Text block:
Thankfulness in the sense that, even when things are going wrong (for what seems like constantly), we remember how much we have already been given.
I am human, I am just like you. I sometimes ask the question, "why" and maybe feel a little sorry for myself. My husband has even seen me throw a hyperventilating fit from time to time.
That's me.
It's crazy how we can so easily get sucked into the "but that's not what I had planned" phenomenon and use that as an excuse to just sit and wallow in our own self pity.
But you know what? That's the easy way out. That's the way for the cowardly!
And I choose not to be a coward.
I choose to trust that my plans aren't the best for me anyway, and whatever God has in store for our family will be far more fulfilling than the uneventful, perfectly polished picture I once had of our future.
Thankful. Today I am thankful.
I am thankful for my husband who lets me hyperventilate.
I am thankful for my (very close to) two year old, and her spunky, independent personality.

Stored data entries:
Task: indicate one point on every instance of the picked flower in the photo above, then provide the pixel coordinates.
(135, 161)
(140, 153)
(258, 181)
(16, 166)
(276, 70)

Problems to solve:
a) In the reflection on thankfulness, what has the writer's husband seen the writer do from time to time?
b) Continue the reflection on thankfulness, picking up after its final sentence.
These rows have no connection to the reflection on thankfulness.

Responses to the exercise:
a) Throw a hyperventilating fit.

b)
And I am thankful for Elam and how he continuously shows me how to see past imperfection, and teaches me to embrace it.
Things haven't been necessarily easy for us lately, in regards to Elam's health. A few weeks ago tests showed we needed to start cathing him four times a day. We half expected this, but it still stung our hearts a little.
Since then, he has had several reactions to several things, a UTI, and a strabismus diagnosis. All of which, in the big scheme of things, and a few years down the road, don't mean much, but in the here and now, it is a little stressful.
Although life is chaotic, we've got it pretty good. I choose to remember that today, and not take this time for granted.